Request → Please turn the paragraph beginning "Carlos Cruz (born December 21, 1960" in the actor profile into a short list that keeps its main facts.

Excerpted text →
_ _ _ _ _ _ _

- Born: Carlos Alberto Cruz Castillo December 21, 1960 (age 65) Caracas, Venezuela
- Occupation: Actor
- Years active: 1989–present
- Known for: Olegario Perez in Cosita Rica
- Children: twins Numan and Ivana

= Carlos Cruz (actor) =

Venezuelan actor

Carlos Cruz (born December 21, 1960, in Caracas, Venezuela) is a Venezuelan actor, best known for appearing in telenovelas.

_ _ _ _ _ _ _

Records from a data collection:
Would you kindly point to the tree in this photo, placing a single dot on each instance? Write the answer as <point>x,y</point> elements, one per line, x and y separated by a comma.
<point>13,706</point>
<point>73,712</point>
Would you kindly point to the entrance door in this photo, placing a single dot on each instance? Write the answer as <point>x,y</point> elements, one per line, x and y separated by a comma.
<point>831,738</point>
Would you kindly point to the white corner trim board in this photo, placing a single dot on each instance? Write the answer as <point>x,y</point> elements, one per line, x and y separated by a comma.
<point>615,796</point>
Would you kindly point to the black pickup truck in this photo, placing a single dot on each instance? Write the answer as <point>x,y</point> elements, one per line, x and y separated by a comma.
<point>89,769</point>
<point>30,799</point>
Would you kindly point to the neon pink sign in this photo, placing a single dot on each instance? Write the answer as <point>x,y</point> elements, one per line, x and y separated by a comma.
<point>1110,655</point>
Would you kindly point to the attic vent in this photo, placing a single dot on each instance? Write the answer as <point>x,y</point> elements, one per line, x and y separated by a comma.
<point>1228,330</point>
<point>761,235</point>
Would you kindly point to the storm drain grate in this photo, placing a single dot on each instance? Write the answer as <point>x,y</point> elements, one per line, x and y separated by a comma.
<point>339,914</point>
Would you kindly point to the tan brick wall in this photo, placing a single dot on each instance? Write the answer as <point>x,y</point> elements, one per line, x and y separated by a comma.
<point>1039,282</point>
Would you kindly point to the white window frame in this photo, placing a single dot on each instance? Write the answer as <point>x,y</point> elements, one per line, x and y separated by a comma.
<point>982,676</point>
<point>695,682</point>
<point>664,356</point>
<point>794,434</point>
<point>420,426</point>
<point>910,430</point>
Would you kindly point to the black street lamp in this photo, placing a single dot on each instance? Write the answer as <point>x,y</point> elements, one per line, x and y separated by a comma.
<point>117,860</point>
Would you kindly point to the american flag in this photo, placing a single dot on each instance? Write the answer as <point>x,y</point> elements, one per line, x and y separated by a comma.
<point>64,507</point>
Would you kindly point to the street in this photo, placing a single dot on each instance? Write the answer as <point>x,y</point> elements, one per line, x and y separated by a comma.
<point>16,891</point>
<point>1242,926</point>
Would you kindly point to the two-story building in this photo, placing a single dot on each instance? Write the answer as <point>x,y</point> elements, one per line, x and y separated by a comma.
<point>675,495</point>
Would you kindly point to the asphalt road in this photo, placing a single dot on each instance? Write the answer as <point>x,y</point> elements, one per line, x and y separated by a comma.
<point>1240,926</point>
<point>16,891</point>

_ _ _ _ _ _ _

Task output →
- Name: Carlos Cruz
- Born: December 21, 1960, in Caracas, Venezuela
- Nationality: Venezuelan
- Occupation: actor
- Best known for: appearing in telenovelas